**Given text:**
-- Opening Marker --

Soil quality parameters indicated best restoration through rhizoremediation

The first, and most noticeable, consequence of a forest fire is the black ash coat (Knicker, 2007) generated by the combustion of the vegetation layer, which leads to the release of cations (Certini, 2005; Smith et al., 2008). This explains the increase in soil pH observed after burning (Fig. 4). Because changes in pH can negatively affect microbial populations and their ability to degrade toxic compounds (Leahy and Colwell, 1990), the stabilization of pH to pre-fire levels is vital in remediation strategies. Our study revealed that Bioremediation and Rhizoremediation treatments were equally effective at restoring pH levels to pre-fire levels. This is also apparent, as non-inoculated plants were less capable of restoring pH levels versus inoculated plants. This soil acidification could be ascribed to the increase of soil microbial activity, as introduced an indigenous microorganisms produce acids and enzymes to solubilize soil nutrients, increasing their availability for plants and microorganisms alike. The same effect takes place for available P (Supporting Information Table S1), which slightly increases after fire and achieved maximal concentration in soil after treatment. Pseudomonas putida BIRD-1, one of the microorganisms used in this study, is capable of producing several enzymes and acids in order to solubilize insoluble phosphates (Roca et al., 2013). The use of this bacterium favours the availability of soluble forms of phosphate for plants.

After fire, an increase of organic matter and total N was observed (Supporting Information Table S1), as previously described by Certini (2005). These parameters positively evolve along the treatment, as consequence of introduction of plants in rhizoremediation treatment and the improvement in soil microbial activity. An increase of available K is noticed after fire (Supporting Information Table S1), which is in concordance to parameters described by Khanna and Raison (1986). The proportion of cations (K+) decreases along the study as consequence of lixiviation and/or runoff (Certini, 2005).

An increase in salinity was also noticed after fire (Supporting Information Table S1), as described by several authors (Naidu and Srivasuki, 1994; Hernández et al., 1997), as consequence of the liberation of organic cations from organic matter. Soil conductivity increased after treatment, as consequence of the liberation of ions and cations due to solubilization of soil nutrients mediated by the increase of microbial activity.

-- Closing Marker --

**Data section:**

-- Opening Marker --

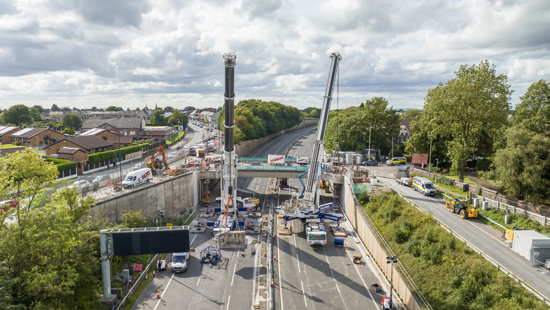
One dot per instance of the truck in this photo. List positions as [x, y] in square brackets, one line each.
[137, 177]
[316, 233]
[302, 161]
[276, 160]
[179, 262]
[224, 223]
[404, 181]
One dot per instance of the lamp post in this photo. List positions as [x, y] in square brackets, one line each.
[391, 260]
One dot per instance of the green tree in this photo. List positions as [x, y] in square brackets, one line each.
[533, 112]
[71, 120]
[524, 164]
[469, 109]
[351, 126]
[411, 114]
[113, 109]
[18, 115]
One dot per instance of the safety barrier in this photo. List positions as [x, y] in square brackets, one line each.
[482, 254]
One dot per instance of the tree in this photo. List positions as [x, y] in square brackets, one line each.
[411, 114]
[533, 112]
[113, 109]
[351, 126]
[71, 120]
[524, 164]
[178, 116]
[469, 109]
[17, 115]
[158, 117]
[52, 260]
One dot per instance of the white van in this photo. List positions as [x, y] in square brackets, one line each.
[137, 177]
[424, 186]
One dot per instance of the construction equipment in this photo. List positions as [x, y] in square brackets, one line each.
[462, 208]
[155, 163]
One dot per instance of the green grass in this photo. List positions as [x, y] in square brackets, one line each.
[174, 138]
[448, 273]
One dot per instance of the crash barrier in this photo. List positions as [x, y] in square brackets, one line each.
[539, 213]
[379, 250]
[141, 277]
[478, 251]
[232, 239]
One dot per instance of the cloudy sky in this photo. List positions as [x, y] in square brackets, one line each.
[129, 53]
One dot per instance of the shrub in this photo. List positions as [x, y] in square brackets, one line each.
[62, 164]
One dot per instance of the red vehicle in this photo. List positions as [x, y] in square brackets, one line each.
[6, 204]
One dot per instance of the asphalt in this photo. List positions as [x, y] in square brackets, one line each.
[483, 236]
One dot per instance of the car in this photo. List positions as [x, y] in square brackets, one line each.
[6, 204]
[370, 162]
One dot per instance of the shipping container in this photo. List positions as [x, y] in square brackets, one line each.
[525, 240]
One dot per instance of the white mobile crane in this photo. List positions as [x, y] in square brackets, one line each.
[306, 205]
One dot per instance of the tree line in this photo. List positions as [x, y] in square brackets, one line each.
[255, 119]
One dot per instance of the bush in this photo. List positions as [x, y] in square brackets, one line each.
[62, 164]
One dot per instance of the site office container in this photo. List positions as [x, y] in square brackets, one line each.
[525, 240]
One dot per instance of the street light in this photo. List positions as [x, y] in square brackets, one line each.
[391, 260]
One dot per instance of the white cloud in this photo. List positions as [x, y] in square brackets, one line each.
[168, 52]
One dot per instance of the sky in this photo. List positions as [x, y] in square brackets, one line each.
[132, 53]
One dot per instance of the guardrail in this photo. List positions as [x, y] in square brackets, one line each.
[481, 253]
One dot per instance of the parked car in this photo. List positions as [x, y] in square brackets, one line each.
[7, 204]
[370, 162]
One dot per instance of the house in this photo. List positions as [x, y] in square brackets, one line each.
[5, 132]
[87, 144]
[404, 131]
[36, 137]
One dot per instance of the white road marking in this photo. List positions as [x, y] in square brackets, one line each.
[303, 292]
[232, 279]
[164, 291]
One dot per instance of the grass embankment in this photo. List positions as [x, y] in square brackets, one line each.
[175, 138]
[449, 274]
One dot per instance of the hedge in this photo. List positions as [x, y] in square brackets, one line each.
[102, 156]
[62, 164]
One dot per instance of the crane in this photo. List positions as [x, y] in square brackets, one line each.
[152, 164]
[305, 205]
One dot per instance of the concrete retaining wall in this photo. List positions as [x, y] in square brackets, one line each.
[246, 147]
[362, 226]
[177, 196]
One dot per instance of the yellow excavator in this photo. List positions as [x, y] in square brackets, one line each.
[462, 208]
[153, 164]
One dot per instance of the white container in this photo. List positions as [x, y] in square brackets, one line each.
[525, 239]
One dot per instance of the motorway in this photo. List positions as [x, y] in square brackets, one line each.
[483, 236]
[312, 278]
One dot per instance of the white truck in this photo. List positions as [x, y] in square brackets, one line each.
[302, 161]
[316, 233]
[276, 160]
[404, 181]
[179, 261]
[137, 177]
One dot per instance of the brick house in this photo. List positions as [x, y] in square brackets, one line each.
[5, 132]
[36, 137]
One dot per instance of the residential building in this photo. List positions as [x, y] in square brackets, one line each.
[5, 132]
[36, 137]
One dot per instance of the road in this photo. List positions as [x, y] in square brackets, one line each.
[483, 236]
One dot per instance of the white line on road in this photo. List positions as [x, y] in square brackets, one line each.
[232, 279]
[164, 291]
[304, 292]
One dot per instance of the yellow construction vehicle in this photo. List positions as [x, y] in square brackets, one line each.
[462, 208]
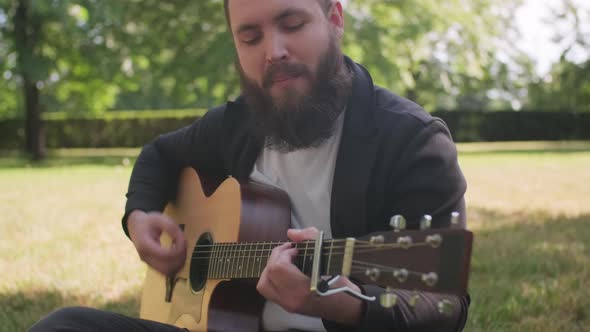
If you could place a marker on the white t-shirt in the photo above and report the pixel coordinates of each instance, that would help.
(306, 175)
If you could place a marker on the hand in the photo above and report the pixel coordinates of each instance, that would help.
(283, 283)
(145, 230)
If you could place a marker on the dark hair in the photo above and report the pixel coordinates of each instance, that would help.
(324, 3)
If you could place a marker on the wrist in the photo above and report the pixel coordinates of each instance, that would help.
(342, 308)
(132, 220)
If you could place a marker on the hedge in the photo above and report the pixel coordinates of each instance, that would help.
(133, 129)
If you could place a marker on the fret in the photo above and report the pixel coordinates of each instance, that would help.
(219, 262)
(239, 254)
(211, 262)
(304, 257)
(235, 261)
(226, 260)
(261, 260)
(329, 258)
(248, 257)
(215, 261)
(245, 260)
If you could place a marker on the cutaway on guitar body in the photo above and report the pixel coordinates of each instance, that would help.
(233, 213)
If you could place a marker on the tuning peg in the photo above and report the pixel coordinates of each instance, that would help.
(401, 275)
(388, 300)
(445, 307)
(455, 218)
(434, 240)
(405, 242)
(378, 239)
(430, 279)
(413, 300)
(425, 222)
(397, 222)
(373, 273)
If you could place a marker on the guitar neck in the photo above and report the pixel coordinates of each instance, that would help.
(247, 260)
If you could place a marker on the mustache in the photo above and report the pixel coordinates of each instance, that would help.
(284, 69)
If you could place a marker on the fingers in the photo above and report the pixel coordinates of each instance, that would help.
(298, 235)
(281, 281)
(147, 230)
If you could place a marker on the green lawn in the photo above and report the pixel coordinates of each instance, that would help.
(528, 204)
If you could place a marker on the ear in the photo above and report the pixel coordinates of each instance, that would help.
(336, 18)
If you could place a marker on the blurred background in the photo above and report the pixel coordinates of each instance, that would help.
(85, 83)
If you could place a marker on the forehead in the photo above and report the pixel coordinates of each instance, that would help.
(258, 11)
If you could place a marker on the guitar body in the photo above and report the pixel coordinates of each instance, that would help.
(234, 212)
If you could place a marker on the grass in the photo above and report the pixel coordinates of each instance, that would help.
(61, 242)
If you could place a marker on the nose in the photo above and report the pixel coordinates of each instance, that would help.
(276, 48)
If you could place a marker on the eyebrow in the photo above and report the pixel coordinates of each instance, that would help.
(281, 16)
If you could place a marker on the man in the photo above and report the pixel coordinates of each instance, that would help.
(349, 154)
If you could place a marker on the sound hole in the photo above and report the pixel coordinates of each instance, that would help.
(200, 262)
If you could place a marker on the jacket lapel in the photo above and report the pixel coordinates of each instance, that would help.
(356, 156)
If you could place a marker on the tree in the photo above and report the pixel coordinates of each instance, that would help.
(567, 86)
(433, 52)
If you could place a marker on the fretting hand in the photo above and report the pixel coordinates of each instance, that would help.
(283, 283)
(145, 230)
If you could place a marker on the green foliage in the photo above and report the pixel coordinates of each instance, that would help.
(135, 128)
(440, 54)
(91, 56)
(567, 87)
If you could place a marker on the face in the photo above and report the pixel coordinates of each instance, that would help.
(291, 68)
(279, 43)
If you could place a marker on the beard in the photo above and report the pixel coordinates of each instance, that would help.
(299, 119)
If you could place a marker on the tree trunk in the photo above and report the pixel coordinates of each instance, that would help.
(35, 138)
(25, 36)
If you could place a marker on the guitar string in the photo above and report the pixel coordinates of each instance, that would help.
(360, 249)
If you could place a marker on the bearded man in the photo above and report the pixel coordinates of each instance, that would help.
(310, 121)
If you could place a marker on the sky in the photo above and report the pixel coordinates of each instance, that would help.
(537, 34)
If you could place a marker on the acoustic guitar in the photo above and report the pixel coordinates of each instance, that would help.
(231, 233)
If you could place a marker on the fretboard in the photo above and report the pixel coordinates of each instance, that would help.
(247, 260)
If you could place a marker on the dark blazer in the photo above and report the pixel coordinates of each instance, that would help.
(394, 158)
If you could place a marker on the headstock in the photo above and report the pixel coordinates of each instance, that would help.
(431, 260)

-- Closing Marker --

**What this exercise asks:**
- 1) In the passage on soil restoration after forest fire, which bacterium used in the study can solubilize insoluble phosphates?
- 2) Pick up the passage on soil restoration after forest fire after its last sentence and continue it.
The material above is unrelated to the passage on soil restoration after forest fire.

**List of answers:**
- 1) Pseudomonas putida BIRD-1

- 2)
In soil ecotoxicology, soil enzyme activities are used as indexes of soil disturbance or restoration because of their sensitivity to natural and anthropogenic induced stresses. These indexes are easy to measure and can detect the impact of microbial activities on nutrient cycling (Nannipieri et al., 2002; Gianfreda et al., 2005; Karaca et al., 2011). In this study, three different enzymatic activities were monitored (Fig. 5): (i) dehydrogenases, which take part in reactions involved in energy transfer in microbial metabolism (Karaca et al., 2011), (ii) phosphatases, which hydrolyze organic phosphorous compounds into different forms of inorganic phosphorous (Karaca et al., 2011) and (iii) β-glucosidases, which are involved in the saccharification of cellulose. β-glucosidases and phosphatases are directly involved in C and P cycles respectively (Bandick and Dick, 1999).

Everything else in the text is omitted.